_Extract provided:_
I've file file1.pl
:
use strict;
use warnings;
use Encode;
my @flist = `svn diff --summarize ...`;
foreach my $file (@flist) {
my $foo = "$one/$file";
use bytes;
print(bytes::length($one)."\n");
print(bytes::length($file)."\n");
print(bytes::length($foo)."\n");
}
# 76
# 31
# 108
and file2.pl
with the same main logic. But in file2.pl
the output is:
# 76
# 31
# 110 <-- ?
Both files have the same encoding (ISO-8859-1). For the same result as in file1.pl
I've to use
my $foo = "$one/".decode('UTF-8', $file);
in file2.pl
. What could be the reason for that difference or the requirement of decode('UTF-8', $file)
in file2.pl
? Seems to be related to What if I don't decode? but in which manner and only in file2.pl
? Thx.
Perl v5.10.1
CodePudding user response:
Don't use bytes.
Use of this module for anything other than debugging purposes is strongly discouraged.
bytes::length
gets the length of the internal storage of a string. It's useless.
What could be the reason for that difference
$one
and $file
contained strings stored using different internal storage formats. One needed to be converted for a concatenation to occur.
use strict;
use warnings;
use feature qw( say );
use bytes qw( );
use Encode qw( encode );
sub dump_lengths {
my $s = shift;
say
join " ",
length( $s ),
length( encode( "UTF-8", $s ) ),
bytes::length( $s );
}
# ------ Length of string
my $x = chr( 0xE9 ); # | ---- Length of its UTF-8 encoding
my $y = chr( 0x2660 ); # | | -- Length of internal storage
# | | |
dump_lengths( $x ); # 1 2 1
dump_lengths( $y ); # 1 3 3
my $z = $x . $y;
dump_lengths( $z ); # 2 5 5

_What you need to do:_
Transcribe the section of the Perl string-length thread that opens with the words "Perl v5.10.1" and closes with "string. It's useless.".

_Extracted data:_
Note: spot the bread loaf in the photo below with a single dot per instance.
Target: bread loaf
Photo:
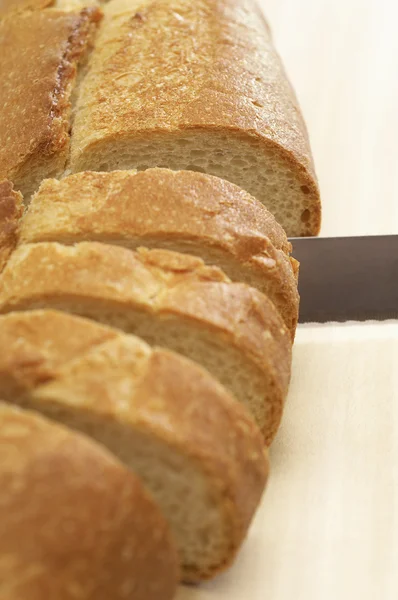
(10, 213)
(181, 211)
(169, 299)
(39, 55)
(192, 444)
(75, 523)
(197, 86)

_Result of the exercise:_
Perl v5.10.1
CodePudding user response:
Don't use bytes.
Use of this module for anything other than debugging purposes is strongly discouraged.
bytes::length
gets the length of the internal storage of a string. It's useless.